Page excerpt
Epilepsy is a brain disorder in which a person suffers from repeated seizures (convulsions), episodes of disturbed brain activity that cause changes in attention or behavior.
Epilepsy occurs when permanent changes in brain tissue cause the brain to be too excitable or jumpy. The brain sends out abnormal signals resulting in repeated, unpredictable seizures. A single seizure that does not happen again is not epilepsy. Epilepsy may be due to a medical condition or a brain injury, or the cause may be unknown (idiopathic). Depending on the cause, there may be a family history of seizures or epilepsy.
Common causes of epilepsy include:
- Stroke or transient ischemic attack (TIA)
- Dementia, such as Alzheimer’s disease
- Traumatic brain injury
- Infections, including brain abscess, meningitis, encephalitis and AIDS
- Congenital brain defects (problems that are present at birth)
- Brain injury that occurs during or near birth
- Metabolic disorders that are diagnosed at birth (such as phenylketonuria)
- Brain tumor
- Abnormal blood vessels in the brain
- Other illness that damage or destroy brain tissue
Symptoms vary widely from person to person. Epilepsy seizures usually begin between ages 5 and 20, but they can happen at any age. Some people may have simple staring spells, while others have violent shaking and loss of alertness. The type of seizure depends on the cause of epilepsy and the part of the brain affected. Most of the time, the type of seizure experienced by the patient is the same type experienced with every episode. Some people with epilepsy have sensations (called an aura) such as tingling, odors or emotional changes immediately before a seizure.
Complications of epilepsy may include:
- Difficulty learning
- Breathing food or saliva into the lungs (aspiration) during a seizure, which can cause aspiration pneumonia
- Injury from falls, bumps or self-inflicted bites during a seizure
- Injuries incurred in accidents if driving or operating machinery during a seizure
- Permanent brain damage (stroke or other damage)
- Side effects of medications
Certain types of childhood epilepsy go away or improve with age, usually in the late teens or 20′s. Some people with epilepsy may be able to reduce or even stop their anti-seizure medicines if they have had no seizures for several years. For many people, however, epilepsy is a life-long condition requiring life-long anti-seizure drugs. There is a very low risk of sudden death with epilepsy.

Activity
Reproduce the epilepsy overview word for word, from "Complications of epilepsy" to "or other damage)".

Given material
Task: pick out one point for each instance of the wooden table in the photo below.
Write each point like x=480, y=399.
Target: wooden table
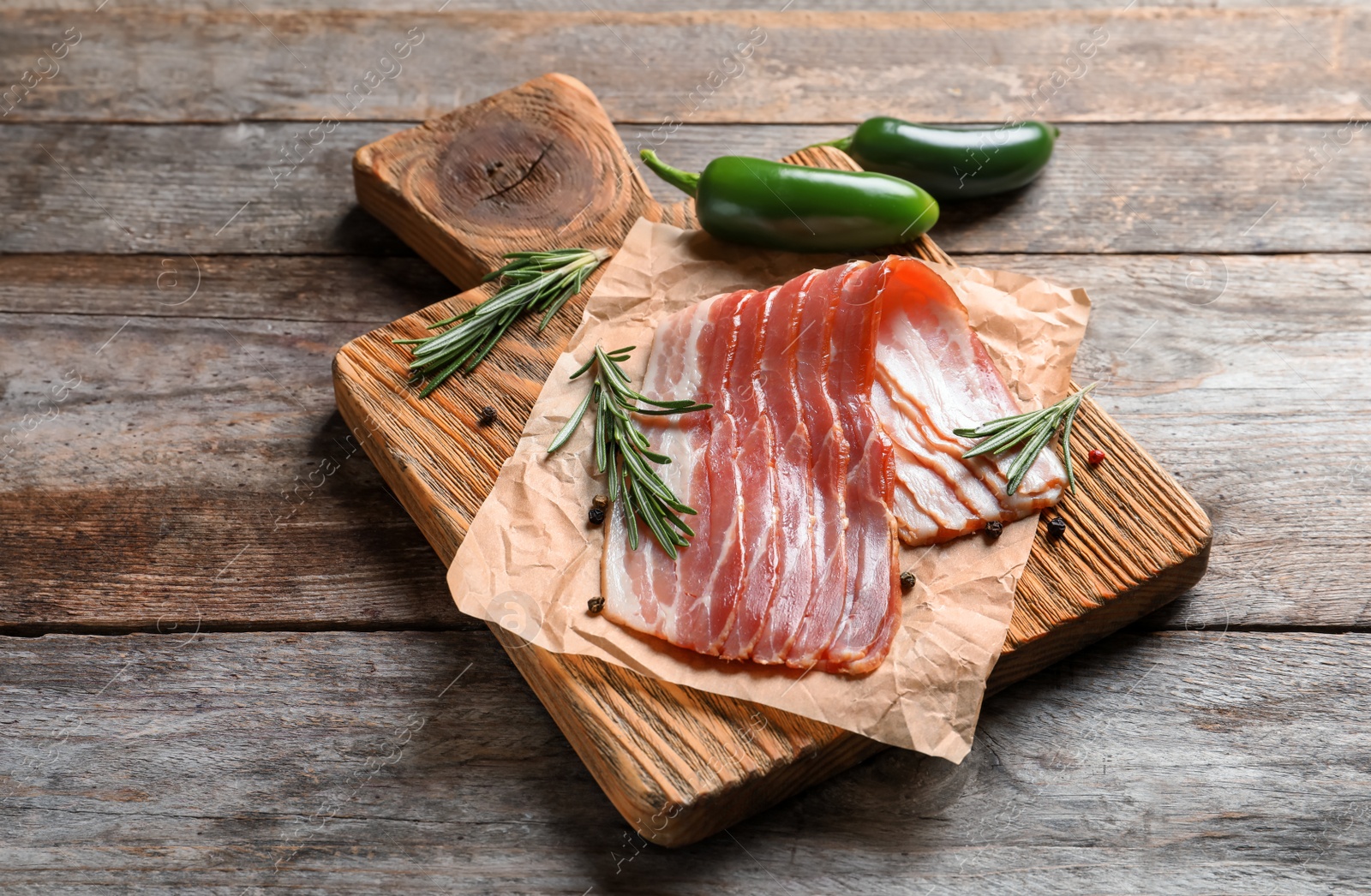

Your solution
Complications of epilepsy may include:
- Difficulty learning
- Breathing food or saliva into the lungs (aspiration) during a seizure, which can cause aspiration pneumonia
- Injury from falls, bumps or self-inflicted bites during a seizure
- Injuries incurred in accidents if driving or operating machinery during a seizure
- Permanent brain damage (stroke or other damage)